■ WRITTEN EXERCISE: Pick out every line in the items below that contains the string "coffee", and copy each one. Case counts.

########

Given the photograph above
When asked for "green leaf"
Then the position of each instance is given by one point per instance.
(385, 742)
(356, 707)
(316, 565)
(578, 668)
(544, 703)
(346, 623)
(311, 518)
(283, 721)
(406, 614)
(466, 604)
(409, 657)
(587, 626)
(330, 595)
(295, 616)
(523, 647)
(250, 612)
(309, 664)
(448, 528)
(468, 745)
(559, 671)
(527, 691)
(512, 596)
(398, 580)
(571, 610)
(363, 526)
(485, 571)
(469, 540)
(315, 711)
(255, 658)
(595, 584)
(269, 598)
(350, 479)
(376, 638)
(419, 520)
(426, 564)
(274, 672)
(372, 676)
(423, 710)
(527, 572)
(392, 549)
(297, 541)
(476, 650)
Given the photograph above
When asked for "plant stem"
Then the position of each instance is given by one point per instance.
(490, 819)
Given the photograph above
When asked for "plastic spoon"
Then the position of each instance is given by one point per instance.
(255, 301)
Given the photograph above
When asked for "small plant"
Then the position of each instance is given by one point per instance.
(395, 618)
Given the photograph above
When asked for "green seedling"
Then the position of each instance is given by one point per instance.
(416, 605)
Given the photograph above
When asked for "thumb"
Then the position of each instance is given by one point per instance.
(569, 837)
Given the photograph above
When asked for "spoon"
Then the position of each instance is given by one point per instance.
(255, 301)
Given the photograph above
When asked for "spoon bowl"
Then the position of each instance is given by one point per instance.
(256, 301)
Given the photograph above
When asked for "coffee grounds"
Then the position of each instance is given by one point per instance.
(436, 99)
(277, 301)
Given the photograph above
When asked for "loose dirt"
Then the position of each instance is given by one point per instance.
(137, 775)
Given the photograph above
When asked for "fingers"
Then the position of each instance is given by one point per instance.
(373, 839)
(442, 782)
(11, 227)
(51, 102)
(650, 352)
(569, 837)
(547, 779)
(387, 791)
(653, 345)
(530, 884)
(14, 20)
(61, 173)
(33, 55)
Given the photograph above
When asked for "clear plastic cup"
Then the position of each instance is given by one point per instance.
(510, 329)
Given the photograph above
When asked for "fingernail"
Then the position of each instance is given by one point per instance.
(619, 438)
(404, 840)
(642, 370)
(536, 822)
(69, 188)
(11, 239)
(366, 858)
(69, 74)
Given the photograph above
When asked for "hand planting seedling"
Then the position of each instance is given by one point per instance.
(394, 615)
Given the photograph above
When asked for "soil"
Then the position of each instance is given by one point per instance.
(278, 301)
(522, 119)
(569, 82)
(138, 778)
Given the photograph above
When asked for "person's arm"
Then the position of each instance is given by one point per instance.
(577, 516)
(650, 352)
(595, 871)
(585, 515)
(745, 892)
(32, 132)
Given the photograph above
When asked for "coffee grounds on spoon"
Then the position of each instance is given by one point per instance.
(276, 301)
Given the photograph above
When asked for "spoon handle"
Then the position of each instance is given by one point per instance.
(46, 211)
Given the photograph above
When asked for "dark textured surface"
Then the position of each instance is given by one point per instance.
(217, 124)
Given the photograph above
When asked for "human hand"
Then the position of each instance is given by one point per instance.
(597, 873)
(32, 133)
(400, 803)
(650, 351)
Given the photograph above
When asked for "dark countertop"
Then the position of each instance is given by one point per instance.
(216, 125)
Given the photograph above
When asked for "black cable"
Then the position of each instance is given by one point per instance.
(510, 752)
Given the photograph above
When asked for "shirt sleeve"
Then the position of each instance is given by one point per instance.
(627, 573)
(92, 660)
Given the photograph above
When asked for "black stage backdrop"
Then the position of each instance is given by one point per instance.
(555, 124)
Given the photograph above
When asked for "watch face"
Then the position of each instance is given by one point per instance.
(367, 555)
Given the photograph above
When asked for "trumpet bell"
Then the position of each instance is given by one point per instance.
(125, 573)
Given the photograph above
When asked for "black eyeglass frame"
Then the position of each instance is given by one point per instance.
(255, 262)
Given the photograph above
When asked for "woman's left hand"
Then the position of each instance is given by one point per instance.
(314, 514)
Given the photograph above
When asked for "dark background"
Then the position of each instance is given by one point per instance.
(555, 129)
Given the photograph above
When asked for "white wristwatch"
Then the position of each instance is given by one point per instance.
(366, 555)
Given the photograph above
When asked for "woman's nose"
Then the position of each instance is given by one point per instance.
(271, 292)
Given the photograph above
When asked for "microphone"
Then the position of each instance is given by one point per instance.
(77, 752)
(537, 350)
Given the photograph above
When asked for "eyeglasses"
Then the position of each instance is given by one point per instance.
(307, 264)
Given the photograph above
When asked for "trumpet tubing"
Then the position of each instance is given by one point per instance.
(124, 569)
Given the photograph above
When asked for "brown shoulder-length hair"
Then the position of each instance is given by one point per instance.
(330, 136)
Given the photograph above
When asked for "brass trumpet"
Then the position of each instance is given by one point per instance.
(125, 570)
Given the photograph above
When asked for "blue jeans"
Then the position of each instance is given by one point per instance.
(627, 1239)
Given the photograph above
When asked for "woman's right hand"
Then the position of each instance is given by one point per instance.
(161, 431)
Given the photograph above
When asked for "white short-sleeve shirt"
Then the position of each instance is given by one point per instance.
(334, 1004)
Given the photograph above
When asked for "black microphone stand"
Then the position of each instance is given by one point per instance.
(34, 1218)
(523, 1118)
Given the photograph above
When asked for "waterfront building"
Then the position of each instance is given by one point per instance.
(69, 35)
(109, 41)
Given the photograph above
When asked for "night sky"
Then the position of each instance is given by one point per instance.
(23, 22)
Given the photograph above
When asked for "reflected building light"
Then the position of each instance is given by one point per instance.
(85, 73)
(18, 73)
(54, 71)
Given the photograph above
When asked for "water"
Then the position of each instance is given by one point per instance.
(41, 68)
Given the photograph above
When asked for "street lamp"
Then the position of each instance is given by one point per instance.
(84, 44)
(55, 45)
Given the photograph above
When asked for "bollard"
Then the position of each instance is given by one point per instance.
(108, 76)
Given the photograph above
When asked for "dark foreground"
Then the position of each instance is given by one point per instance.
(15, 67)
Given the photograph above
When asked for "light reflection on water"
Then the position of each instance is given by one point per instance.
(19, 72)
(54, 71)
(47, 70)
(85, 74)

########

■ FULL OUTPUT:
When asked for "coffee grounds"
When asked for "coffee grounds on spoon"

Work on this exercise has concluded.